===== Listing =====

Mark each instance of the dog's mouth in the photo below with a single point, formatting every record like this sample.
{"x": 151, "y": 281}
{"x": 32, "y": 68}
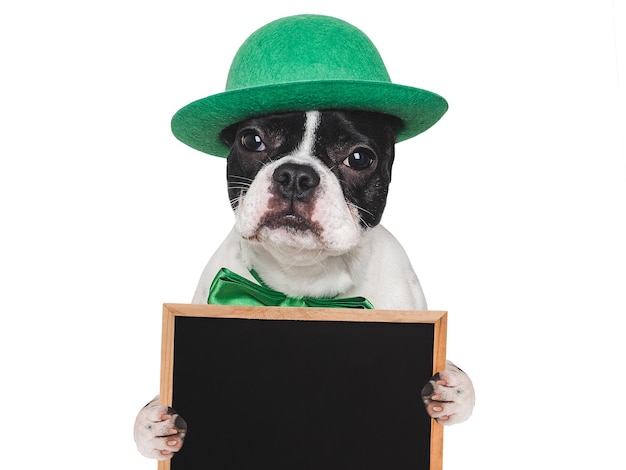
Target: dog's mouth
{"x": 290, "y": 222}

=====

__Written exercise__.
Repeat the lines above word for word, omitting the pictures.

__Expected answer__.
Mark each instance of the dog's mouth in the photo below with a single point, formatting every record like this sample.
{"x": 151, "y": 281}
{"x": 32, "y": 68}
Target: dog's mouth
{"x": 290, "y": 222}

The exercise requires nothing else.